**Directions:** Continue the passage about Supercell and the generations of mobile gaming companies from the point where it stops.

While much has been said about some studios’ data-driven, rational approach to architecting the perfect game, Supercell has shied away from this trend and focused on embedding strong emotional hooks deep into the unique narratives, characters and settings of its games. This means that players of Supercell games get more involved and stay involved in the games for longer than many other tablet games; on average, players of Clash of Clans play the game ten times per day.

Free-to-play

My partner Ben Holmes describes Supercell as a third generation mobile gaming company.  In the earliest days of mobile gaming, before the emergence of the current, ubiquitous smartphone platforms, the challenge of first generation companies like Glu Mobile was to make versions of their game that would run on as many handsets as possible and obtain access through the broadest range of operators. Lucky for everyone, the world moved on from that scenario with the emergence of iOS and Android which created an opportunity for second generation companies that focused on game genres that would have the broadest possible appeal to the millions of new players -- particularly the boatloads who joined the iOS platform in 2009, 2010 and 2011. Companies like Rovio typified this approach. By charging a low up-front price, they maximised the download volume and kept themselves at the top of the app rankings, so that anyone looking for cool apps for their new iOS device would see Angry Birds at the top of the leaderboards and reinforce the virtuous circle.

(Source records)
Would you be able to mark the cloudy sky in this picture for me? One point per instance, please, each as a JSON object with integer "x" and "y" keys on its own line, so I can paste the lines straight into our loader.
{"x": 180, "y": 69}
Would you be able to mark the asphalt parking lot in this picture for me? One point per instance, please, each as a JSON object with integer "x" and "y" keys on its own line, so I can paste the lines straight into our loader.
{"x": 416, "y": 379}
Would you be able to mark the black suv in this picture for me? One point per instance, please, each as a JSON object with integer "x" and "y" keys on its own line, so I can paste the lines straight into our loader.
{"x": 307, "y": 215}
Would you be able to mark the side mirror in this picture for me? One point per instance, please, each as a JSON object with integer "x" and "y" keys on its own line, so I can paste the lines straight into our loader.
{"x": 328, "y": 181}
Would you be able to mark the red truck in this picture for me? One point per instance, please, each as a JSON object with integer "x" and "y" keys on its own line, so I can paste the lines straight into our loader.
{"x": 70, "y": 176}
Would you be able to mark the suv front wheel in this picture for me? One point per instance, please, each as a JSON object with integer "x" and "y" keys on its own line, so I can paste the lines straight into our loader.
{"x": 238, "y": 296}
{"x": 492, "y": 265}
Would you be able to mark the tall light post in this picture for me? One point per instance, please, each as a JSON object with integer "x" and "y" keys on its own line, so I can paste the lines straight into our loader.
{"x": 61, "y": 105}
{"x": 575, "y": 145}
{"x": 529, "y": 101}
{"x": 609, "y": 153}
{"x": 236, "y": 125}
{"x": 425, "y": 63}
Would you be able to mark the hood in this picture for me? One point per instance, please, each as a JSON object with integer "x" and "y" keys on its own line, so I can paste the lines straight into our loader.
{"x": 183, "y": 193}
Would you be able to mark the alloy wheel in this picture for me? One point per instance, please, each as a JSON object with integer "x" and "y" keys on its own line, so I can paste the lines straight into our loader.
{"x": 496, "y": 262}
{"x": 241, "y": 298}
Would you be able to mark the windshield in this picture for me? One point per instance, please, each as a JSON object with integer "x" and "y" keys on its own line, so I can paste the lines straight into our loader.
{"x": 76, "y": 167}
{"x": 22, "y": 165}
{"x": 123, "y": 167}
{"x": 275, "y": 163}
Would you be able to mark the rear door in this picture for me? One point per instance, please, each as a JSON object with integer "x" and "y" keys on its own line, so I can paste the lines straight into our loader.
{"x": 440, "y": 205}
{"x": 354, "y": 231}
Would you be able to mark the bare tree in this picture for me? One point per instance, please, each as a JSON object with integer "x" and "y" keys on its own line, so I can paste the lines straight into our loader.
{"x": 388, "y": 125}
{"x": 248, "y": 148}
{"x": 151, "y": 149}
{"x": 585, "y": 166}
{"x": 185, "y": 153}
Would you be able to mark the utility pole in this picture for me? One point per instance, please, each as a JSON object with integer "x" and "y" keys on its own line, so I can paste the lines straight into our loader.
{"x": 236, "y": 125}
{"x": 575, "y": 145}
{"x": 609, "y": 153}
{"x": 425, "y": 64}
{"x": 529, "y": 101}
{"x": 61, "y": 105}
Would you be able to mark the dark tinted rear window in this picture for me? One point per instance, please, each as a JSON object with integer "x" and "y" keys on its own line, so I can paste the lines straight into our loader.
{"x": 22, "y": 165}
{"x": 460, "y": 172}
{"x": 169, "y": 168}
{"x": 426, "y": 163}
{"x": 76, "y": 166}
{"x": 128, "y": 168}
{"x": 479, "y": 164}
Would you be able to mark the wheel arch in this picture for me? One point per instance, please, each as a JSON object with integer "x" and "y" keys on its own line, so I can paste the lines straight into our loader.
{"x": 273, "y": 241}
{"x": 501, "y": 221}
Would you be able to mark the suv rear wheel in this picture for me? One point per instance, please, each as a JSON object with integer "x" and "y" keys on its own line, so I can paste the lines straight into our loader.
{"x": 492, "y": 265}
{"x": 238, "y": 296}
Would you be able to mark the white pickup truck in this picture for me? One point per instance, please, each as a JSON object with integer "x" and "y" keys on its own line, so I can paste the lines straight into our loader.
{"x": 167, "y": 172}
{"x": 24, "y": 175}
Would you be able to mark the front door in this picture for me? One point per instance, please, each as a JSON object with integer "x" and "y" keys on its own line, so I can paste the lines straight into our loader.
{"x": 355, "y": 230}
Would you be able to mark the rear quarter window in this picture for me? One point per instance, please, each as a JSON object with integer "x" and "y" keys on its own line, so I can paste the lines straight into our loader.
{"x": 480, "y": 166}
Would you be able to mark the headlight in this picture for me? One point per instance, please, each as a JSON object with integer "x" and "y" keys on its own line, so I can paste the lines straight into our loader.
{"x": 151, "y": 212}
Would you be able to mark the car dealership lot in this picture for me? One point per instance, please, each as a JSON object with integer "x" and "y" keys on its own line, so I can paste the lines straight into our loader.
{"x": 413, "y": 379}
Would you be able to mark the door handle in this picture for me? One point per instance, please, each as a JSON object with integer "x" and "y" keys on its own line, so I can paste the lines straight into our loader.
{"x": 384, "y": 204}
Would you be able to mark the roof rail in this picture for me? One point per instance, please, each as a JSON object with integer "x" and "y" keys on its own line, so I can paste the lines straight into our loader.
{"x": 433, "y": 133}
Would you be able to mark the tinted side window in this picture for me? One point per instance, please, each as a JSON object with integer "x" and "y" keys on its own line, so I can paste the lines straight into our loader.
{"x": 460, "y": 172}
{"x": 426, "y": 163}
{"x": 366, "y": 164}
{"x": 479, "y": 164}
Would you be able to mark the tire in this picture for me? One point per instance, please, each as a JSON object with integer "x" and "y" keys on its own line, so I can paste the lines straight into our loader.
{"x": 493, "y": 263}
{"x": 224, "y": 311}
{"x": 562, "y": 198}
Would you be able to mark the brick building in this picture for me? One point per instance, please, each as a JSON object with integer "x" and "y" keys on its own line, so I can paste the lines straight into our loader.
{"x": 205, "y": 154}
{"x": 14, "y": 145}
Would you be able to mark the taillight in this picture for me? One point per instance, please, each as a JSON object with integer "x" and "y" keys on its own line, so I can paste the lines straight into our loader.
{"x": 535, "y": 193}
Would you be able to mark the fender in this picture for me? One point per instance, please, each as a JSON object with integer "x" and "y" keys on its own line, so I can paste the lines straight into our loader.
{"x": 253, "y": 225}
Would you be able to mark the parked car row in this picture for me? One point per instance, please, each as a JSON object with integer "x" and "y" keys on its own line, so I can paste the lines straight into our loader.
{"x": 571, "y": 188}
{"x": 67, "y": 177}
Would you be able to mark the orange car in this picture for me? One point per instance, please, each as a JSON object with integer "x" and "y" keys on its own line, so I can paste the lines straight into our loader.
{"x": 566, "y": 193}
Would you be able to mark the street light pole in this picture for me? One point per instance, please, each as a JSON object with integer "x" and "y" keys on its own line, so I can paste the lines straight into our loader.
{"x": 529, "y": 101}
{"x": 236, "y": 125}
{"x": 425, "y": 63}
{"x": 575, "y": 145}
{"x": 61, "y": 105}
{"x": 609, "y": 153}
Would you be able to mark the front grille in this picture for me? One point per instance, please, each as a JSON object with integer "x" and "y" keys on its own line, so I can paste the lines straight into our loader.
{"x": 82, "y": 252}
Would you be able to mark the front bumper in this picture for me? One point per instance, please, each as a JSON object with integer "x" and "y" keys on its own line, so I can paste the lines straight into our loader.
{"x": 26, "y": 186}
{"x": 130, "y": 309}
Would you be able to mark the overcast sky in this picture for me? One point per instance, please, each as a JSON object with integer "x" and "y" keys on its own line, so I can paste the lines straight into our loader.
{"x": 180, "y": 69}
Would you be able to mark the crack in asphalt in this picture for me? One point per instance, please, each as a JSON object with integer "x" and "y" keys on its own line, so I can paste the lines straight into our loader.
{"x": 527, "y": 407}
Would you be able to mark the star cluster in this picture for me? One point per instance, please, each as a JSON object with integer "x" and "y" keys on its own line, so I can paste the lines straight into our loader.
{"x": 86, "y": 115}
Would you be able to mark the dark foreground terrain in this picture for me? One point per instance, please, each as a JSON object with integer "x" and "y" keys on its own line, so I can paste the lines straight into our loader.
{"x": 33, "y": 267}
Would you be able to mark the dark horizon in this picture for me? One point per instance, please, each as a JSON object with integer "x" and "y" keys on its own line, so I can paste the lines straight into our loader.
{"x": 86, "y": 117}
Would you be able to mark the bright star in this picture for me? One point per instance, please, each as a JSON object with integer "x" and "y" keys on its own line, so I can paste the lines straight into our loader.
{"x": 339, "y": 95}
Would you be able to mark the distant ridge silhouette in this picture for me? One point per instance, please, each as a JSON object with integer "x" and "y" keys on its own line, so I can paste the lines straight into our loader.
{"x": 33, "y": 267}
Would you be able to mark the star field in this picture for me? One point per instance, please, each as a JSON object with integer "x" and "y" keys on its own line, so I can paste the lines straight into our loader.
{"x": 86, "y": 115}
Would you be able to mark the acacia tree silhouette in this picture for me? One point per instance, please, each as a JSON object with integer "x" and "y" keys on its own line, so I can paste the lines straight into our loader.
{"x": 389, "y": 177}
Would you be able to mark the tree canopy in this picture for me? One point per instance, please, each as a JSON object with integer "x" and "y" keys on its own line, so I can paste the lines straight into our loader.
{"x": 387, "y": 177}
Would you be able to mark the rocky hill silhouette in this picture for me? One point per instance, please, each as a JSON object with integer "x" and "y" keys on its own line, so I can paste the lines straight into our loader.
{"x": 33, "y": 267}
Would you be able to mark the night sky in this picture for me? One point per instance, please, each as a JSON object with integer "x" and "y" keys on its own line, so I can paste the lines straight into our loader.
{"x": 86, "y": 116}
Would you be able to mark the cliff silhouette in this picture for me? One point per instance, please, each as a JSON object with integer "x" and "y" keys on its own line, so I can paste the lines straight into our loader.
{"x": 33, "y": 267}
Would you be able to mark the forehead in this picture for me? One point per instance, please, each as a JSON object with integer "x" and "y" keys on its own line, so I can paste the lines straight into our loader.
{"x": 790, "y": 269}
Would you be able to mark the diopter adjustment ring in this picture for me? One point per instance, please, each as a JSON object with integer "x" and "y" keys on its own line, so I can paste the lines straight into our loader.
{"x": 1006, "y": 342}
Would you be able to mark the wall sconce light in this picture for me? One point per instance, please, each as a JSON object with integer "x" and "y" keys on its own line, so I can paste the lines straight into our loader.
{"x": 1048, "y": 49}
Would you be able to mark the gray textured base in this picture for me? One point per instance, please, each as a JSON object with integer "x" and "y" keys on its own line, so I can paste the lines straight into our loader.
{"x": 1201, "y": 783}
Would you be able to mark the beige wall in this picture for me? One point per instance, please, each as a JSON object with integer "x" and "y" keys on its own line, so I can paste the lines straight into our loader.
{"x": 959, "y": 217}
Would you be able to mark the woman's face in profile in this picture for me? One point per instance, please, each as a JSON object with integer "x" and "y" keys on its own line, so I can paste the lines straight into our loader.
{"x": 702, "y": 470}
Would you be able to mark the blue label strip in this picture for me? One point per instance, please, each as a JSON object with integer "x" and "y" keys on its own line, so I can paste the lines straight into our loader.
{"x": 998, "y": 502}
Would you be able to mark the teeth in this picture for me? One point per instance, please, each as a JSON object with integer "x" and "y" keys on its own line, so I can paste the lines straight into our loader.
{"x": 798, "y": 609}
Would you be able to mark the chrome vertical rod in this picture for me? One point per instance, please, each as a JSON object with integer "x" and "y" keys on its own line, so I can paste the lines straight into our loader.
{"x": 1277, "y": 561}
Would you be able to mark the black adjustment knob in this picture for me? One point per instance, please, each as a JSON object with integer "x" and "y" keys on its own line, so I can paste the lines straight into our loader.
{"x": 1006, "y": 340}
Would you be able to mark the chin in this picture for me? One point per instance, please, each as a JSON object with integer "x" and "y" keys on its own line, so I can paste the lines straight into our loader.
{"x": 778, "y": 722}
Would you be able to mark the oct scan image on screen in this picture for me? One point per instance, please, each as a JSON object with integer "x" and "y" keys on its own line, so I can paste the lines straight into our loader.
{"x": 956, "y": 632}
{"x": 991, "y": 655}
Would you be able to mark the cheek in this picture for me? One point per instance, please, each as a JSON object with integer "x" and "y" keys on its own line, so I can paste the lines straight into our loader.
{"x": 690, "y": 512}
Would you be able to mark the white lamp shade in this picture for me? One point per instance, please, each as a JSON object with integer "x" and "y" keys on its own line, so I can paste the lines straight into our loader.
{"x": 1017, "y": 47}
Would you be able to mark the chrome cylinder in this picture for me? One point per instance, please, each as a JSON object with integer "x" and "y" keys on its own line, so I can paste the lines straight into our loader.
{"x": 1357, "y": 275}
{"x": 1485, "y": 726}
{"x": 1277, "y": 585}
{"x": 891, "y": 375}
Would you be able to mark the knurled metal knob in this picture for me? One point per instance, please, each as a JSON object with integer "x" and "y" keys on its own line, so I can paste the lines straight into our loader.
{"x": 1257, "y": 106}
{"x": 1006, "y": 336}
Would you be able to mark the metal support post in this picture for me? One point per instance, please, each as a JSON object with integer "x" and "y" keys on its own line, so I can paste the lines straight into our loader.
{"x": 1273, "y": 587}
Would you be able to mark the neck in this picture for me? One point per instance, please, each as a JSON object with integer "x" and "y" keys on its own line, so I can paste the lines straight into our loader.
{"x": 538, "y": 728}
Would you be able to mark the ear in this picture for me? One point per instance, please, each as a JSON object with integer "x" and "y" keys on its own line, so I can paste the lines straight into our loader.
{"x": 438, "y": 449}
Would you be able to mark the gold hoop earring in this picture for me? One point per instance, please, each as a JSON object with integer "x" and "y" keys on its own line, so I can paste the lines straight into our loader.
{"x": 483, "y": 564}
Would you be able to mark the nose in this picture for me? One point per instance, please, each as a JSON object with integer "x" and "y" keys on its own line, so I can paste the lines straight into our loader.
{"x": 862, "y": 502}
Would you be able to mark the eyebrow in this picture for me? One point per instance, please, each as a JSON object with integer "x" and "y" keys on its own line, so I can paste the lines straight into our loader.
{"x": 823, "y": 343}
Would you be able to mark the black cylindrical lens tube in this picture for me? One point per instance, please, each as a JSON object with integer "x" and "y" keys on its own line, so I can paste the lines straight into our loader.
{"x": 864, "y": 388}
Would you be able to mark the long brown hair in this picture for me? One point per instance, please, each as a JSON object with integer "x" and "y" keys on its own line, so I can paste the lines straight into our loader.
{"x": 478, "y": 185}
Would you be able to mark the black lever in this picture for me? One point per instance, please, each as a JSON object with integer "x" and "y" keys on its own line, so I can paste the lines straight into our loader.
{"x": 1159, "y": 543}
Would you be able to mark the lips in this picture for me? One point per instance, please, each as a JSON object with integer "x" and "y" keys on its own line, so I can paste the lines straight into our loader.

**Answer for this exercise:**
Today however, the majority of iOS app installs are driven by existing iOS users rather than new ones so the second generation strategy is no longer optimal. As a third generation company, Supercell focuses on maximizing the frequency of play, the overall length of play (measured in months and even years versus weeks) and the depth of player’s emotional attachment to the experience. These three factors determine the monetization potential of a third generation game which is why Supercell games, are free-to-play as a matter of strategy and monetize via in-app purchases. Companies like King, Backflip, Nordeus and Kabam also fall into the third generation category in our book.

By making every game free-to-play and by offering motivated players a regular stream of opportunities to enhance their experience by purchasing virtual goods, Supercell creates a genuine connection with its users that is proving much more sustainable than other games that have a pay-to-play model or exploit social graphs to maximize virality.

As we got to know Ilkka, his co-founders and the company they were building, we were struck by the consistency with which these principles were embodied by everyone on the team and by the coherence between these principles and the way in which the company and its processes were organized. We were also completely convinced by their long-haul commitment to building radically new type of game company that aspired to create lasting, decade-long franchises on par with World of Warcraft but on mobile devices with a free-to-play model; a company more focused on keeping existing players engaged than trying to systematically churn out novelties to attract new ones.

We developed a very strong conviction that this little company in Helsinki had deconstructed the game development process and come up with a unique model of efficiency, discipline and agility. Given the health of its balance sheet, Supercell clearly didn’t need to raise cash, so we proposed a deal under which we would buy shares directly from shareholders. In keeping with Supercell’s culture of fairness, every  shareholder and option-holder at the company was given an opportunity to sell the exact same proportion of their stock, put some money in the bank and double down on their efforts to take the company to the next level.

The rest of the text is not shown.